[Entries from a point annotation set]
________________________________________

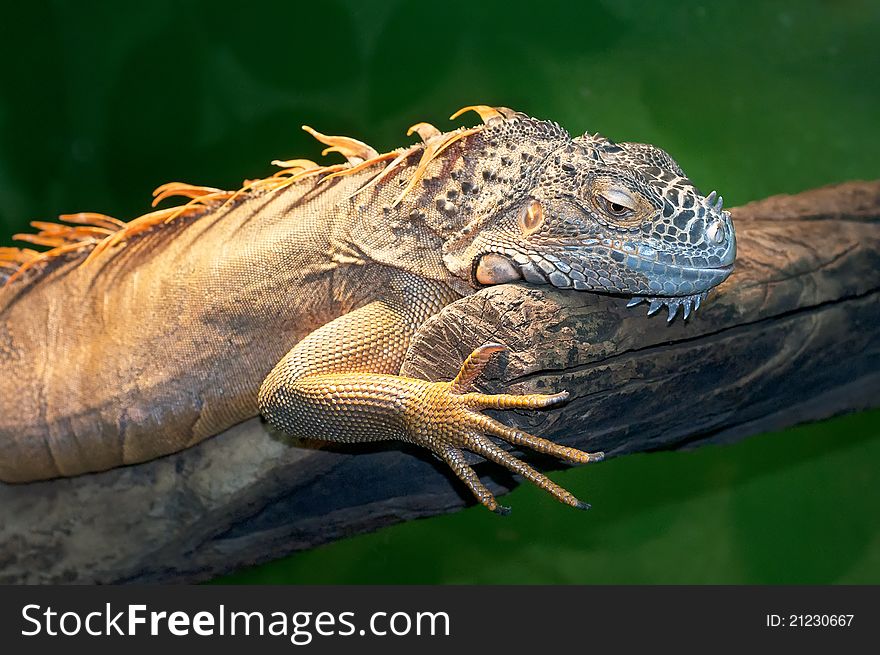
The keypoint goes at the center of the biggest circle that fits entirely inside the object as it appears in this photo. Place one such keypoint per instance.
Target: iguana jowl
(297, 296)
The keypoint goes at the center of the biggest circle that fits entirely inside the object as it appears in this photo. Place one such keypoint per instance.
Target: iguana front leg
(340, 384)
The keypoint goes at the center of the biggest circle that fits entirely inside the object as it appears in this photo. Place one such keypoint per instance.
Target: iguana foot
(450, 422)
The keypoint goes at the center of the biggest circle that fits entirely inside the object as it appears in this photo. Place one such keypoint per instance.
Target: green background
(103, 102)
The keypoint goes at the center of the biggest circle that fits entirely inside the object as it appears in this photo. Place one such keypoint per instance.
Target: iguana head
(618, 218)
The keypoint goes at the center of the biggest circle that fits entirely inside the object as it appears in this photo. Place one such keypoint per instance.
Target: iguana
(296, 296)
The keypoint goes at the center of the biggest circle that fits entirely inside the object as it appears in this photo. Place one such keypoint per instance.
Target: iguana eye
(616, 203)
(531, 217)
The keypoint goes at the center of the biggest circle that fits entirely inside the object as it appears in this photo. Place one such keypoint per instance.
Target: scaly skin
(128, 342)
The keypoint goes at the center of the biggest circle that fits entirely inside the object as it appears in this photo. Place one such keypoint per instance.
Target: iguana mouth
(690, 303)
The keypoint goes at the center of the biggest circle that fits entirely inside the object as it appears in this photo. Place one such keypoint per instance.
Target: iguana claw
(453, 423)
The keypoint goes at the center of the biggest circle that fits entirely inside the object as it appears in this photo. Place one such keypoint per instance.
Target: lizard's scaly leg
(338, 385)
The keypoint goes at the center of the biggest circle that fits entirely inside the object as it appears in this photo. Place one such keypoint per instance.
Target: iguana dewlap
(297, 296)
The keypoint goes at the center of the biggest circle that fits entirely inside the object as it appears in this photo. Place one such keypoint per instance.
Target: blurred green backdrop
(102, 102)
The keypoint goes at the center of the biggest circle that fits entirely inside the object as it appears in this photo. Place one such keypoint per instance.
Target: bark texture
(791, 336)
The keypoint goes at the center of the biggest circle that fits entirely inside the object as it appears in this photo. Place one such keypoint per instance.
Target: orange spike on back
(172, 189)
(353, 150)
(432, 149)
(486, 112)
(424, 130)
(93, 218)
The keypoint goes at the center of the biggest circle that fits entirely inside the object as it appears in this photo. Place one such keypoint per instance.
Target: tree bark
(791, 336)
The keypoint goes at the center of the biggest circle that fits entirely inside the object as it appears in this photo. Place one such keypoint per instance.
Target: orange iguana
(297, 296)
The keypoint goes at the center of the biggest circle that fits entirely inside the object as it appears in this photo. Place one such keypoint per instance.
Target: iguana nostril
(715, 232)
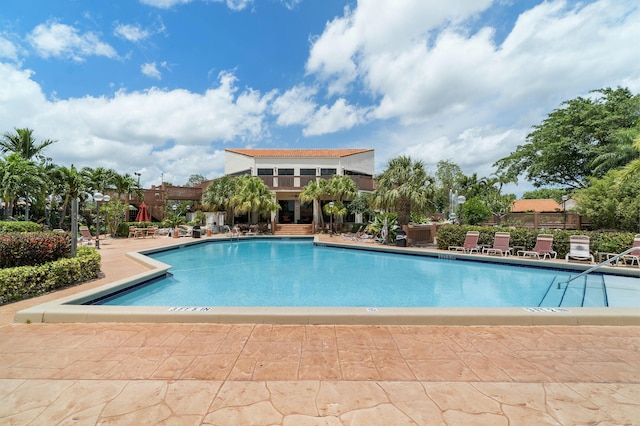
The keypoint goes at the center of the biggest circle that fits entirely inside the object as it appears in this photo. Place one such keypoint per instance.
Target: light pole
(460, 200)
(98, 196)
(331, 219)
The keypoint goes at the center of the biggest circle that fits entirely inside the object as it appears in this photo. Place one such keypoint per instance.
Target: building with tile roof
(287, 171)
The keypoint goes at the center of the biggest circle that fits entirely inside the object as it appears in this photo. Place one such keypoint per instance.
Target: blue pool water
(296, 273)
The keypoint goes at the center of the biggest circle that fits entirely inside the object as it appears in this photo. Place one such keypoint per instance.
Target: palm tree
(337, 209)
(404, 187)
(315, 191)
(342, 188)
(621, 151)
(218, 196)
(98, 179)
(253, 195)
(23, 144)
(125, 184)
(19, 177)
(632, 169)
(70, 184)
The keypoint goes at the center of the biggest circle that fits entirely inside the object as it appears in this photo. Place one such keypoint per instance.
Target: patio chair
(135, 232)
(634, 255)
(85, 236)
(500, 244)
(579, 248)
(470, 243)
(543, 247)
(352, 236)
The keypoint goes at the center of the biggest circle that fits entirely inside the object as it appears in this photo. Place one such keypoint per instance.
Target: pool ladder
(598, 266)
(591, 291)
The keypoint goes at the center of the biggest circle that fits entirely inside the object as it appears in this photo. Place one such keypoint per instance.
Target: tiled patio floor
(191, 374)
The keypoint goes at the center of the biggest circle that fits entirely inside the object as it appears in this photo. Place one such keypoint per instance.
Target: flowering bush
(29, 281)
(33, 248)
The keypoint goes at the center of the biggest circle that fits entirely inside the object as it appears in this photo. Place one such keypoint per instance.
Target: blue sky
(162, 87)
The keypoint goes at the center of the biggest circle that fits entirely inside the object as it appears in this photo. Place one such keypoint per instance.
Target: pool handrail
(598, 266)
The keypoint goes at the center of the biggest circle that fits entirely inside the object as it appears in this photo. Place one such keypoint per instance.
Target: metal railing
(598, 266)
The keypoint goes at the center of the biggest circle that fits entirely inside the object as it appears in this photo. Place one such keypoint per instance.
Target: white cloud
(168, 4)
(130, 32)
(295, 106)
(177, 132)
(164, 4)
(290, 4)
(151, 70)
(417, 58)
(339, 116)
(63, 41)
(8, 50)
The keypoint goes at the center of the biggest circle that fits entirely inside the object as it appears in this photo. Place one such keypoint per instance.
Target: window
(327, 172)
(307, 172)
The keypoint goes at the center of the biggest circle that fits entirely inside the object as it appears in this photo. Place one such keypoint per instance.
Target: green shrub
(13, 226)
(33, 248)
(30, 281)
(601, 242)
(123, 228)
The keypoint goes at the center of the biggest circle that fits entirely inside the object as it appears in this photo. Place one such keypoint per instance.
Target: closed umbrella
(143, 214)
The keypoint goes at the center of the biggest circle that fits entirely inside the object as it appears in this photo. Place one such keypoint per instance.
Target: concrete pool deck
(242, 374)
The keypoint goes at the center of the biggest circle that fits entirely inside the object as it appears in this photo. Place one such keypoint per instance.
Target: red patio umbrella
(143, 214)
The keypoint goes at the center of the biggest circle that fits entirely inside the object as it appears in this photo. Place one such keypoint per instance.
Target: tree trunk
(74, 227)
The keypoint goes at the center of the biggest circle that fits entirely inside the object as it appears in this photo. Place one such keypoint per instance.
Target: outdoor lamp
(331, 219)
(98, 197)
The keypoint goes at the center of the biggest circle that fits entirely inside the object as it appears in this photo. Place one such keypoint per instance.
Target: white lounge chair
(579, 248)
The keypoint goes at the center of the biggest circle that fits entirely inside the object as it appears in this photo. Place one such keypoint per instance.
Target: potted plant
(173, 221)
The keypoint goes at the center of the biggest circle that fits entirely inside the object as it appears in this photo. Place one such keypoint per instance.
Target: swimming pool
(623, 295)
(296, 273)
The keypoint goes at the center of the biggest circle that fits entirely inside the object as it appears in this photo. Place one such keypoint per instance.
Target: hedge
(33, 248)
(30, 281)
(601, 242)
(123, 228)
(16, 226)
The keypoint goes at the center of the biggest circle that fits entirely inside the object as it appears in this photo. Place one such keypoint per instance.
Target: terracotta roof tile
(540, 205)
(289, 153)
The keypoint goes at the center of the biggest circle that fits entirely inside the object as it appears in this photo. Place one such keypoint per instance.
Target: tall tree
(218, 196)
(632, 170)
(562, 149)
(315, 192)
(403, 187)
(252, 195)
(611, 203)
(195, 180)
(447, 175)
(125, 185)
(341, 188)
(70, 185)
(98, 179)
(24, 144)
(19, 177)
(621, 152)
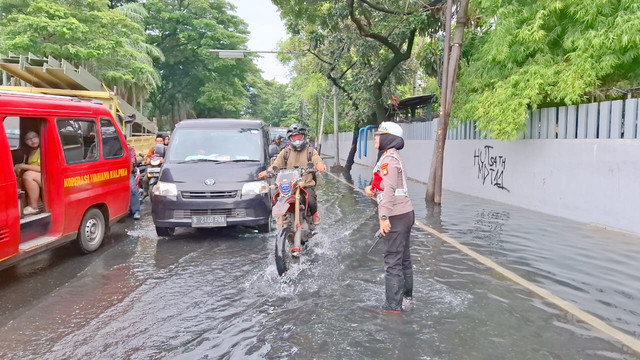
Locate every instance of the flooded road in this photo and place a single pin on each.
(215, 294)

________________________________________

Exercise instructions:
Without the pictures, return all the records precisely as they stand.

Solution to the problem:
The keypoint goes at the center of the biggest circle that fits entirely inside the object as it appears in this photo. Place one such keypoint per instance.
Target: iguana jowl
(297, 296)
The keypoint goes at the center of the biggest circle that fits entirely inside the object as it appears in this photo. Place one such keypoint per instance.
Target: iguana front leg
(340, 384)
The keypoint goes at the center of the biggest circle that fits entirely inside the object as it appears in this photo. Place one such keypoint per instance.
Target: iguana foot
(450, 422)
The keypoint goes at the center of the biggest circle that fits entirely inside the object as it appears in this photo. Place one such keypoint per instance.
Target: green background
(103, 102)
The keypoint goes at the center of the biggest circle that fits entirely inside the object as it appears in this photo. Place one such keypoint per instance.
Target: iguana head
(618, 218)
The keypoint goes at the center of the biggest circle that fits entirely inside the object as it appears in this photo. Place one such keypoint per instance.
Target: iguana
(296, 296)
The keypoint goes at the center of the biggest circle that fits entirely inside the object as it appears in this photo. Place one such keypoint per instance.
Target: iguana eye
(616, 203)
(531, 217)
The keypoint goes at the center of the biggest circle that fits entirely inside the object as it appears in this photo. Place one such keypoint per instance.
Target: scaly skin
(128, 342)
The keypoint goes at the center of the biggest circle that fits entirely inside the object as it appears in this photo. Place one such keypoint per instance.
Target: iguana mouth
(690, 303)
The keypoint goes at the center of the biggest circle that fits entirely inside the object as it appears in this photo. Place one such keypoint per instance.
Target: iguana claw
(453, 423)
The keypoint goes at the center of the biggest circle that fits entirely inside the object as it appears in this photo. Place one such keypoint per instance.
Target: lizard's scaly leg
(338, 385)
The keypoint goes at the center of the biggest circle that fits entirely inside the object as it appears in this photo. Place one such keypoint per instance.
Target: iguana dewlap
(297, 296)
The keypoint goes at the center of the biggest circle that fits entirely inside the object as it appears in this photo. Place one such keypoint per instance.
Target: blurred green backdrop
(102, 102)
The keypoint goes at the center of the biggest circle that fits entirely inside the object as it appears in this photo. Place one such keypoint per instance.
Target: bark texture
(791, 336)
The keypoint goes at the center of the biggest circle that fits entirely inside the object as it appears in this photo. Place one such keypoint per instance.
Target: orange spike on back
(172, 189)
(353, 150)
(432, 149)
(486, 112)
(424, 130)
(93, 218)
The keypoint goes at the center of the biggest circle that fits entirely inside the object as it appears in this photo. Place one such keypoint per instance.
Target: tree bark
(791, 336)
The keypoint goes at the center of the biggest circle that fits entirely inside the object as it appears in this photo. Place one such keypoint per instance.
Target: orange iguana
(297, 296)
The keypoint goes at the center of the biggest circle that fits entirely inside the object as it appears in this photo. Place one such keypoint per instance.
Target: iguana nostril
(715, 232)
The keypoint goes at the center of the biggest circle that fits entirely inside the object as it appears in this photo. Place one such keypoint per instance.
Target: light pole
(460, 200)
(98, 196)
(331, 219)
The keypoint goes at the center of the biggest circle that fits entirely inside the object as it appears in this photo. Place one such keypoint per instance.
Target: building with tile roof
(287, 171)
The keypoint goes at the center of the biggest circle that fits entirely inside the object as it appears in this photo. Place one such keypoint per instance.
Target: blue pool water
(296, 273)
The keypoint goes at the center of the biggest circle that fits entirely inside the object as it appears in this photo. Place one such keypoint per instance.
Target: palm tree
(337, 209)
(404, 187)
(315, 191)
(342, 188)
(621, 151)
(218, 196)
(98, 179)
(253, 195)
(23, 144)
(125, 184)
(19, 177)
(632, 169)
(70, 184)
The keypoint goes at the center of the biggest circle that fits entirely inside the object as it appears in this photo. Place one such keypoint per instance.
Target: patio chair
(135, 232)
(634, 255)
(85, 236)
(500, 244)
(579, 248)
(470, 243)
(543, 247)
(352, 236)
The keypoint goes at the center of the biggest circle that fits entirely inside the object as it appears in this photo. Place one such keypoint per instance.
Target: pool ladder
(598, 266)
(591, 291)
The keypoint goes at the center of the biggest circle that fits entirely inside the object as it appears in this photo. Place one such keypoint per instance.
Target: tiled patio floor
(191, 374)
The keypoint goes at the center of the biggest circle that fits entirely inside the object as it appears in this photo. Place one such keypoint per instance.
Target: flowering bush
(29, 281)
(33, 248)
The keypoint goes at the center of the biggest circle that fits entirely inside the object as it appears in this photo. Place one such keypoint per instance.
Target: blue sky
(162, 87)
The keypoint goes at the center of the biggest circle that fits entirely inside the object as it appears in this photo. Place one such keypoint per instance.
Target: pool handrail
(598, 266)
The keypoint goes at the center of the biggest circle that fits entirely inside the object as it appears in this photo. Place one such keypoint per instance.
Target: metal railing
(598, 266)
The keypoint goes at the center of the biggest circle that fits entirely inside the object as it appears in this photo. Place one such keypoint per instance.
Target: white cloud
(168, 4)
(130, 32)
(295, 106)
(177, 132)
(164, 4)
(290, 4)
(151, 70)
(417, 58)
(339, 116)
(63, 41)
(8, 50)
The keypoint goes at the center of the biggest circle that fits entirely inside the object as it appears in this photo. Place one such keypoint per instance.
Target: window
(327, 172)
(307, 172)
The keypoint goes at the center of the biggest circle that fits entirely inside the object as it appears in this photo. Place one such keypoint per instance.
Target: green shrub
(13, 226)
(33, 248)
(30, 281)
(601, 242)
(123, 228)
The keypoint goes at the center of the biggest circle that fits entirely inside the object as it appears in this photo. Place one such keypoint per instance.
Target: closed umbrella
(143, 214)
The keypoint goes at the center of the biggest circle that fits entirely inside the object as it appears in this photo. Place one such keypoint per instance.
Target: concrete pool deck
(242, 374)
The keypoint goes at the center of the biggest circle that fits entirely inside the object as it appears in this photo. Place one such keypoint per instance.
Target: red patio umbrella
(143, 214)
The keypoint goes at the center of the biggest circle that fits entirely inside the object as it appears in this photo. Place one such keypoint per instance.
Target: tree trunk
(74, 227)
The keypoint goes at the center of the biggest circle that fits entirely inside the object as it appears in this photo. Place one such keypoint per instance.
Target: outdoor lamp
(331, 219)
(98, 197)
The keypoint goes at the center of the biggest circle that fits entirely inside the object as it appears in this photo. Place one such keypoint per instance.
Target: white lounge chair
(579, 248)
The keypoint goes at the center of the biggest circle that fits entirely inside the object as it appears in this photo. Place one such keypoint per instance.
Target: potted plant
(173, 221)
The keypoint goes at the center of the biggest circle that fits entirely inside the object as it appears in this photo. Place one such keypoint per instance.
Target: swimming pool
(623, 295)
(296, 273)
The keypoint goes at the center of the biggest circle that fits entirely inside the object as it appears in this photo. Place one such keypoint per instance.
Target: hedge
(33, 248)
(30, 281)
(601, 242)
(123, 228)
(16, 226)
The keypoint goes at the center of the biggest circle that fits entirely inside the object as it appears in this photo. Place one such keypoint per instance.
Target: terracotta roof tile
(540, 205)
(289, 153)
The keypoint goes at the center of the biggest circle that fits entirely inside the object as it appears in this photo. Place one such keypoint per instance.
Target: tall tree
(218, 196)
(632, 170)
(562, 149)
(315, 192)
(403, 187)
(252, 195)
(611, 203)
(195, 180)
(447, 175)
(125, 185)
(341, 188)
(70, 185)
(98, 179)
(24, 144)
(19, 177)
(621, 152)
Locate every instance of the flooded road in this photo and place a single pin on each.
(215, 294)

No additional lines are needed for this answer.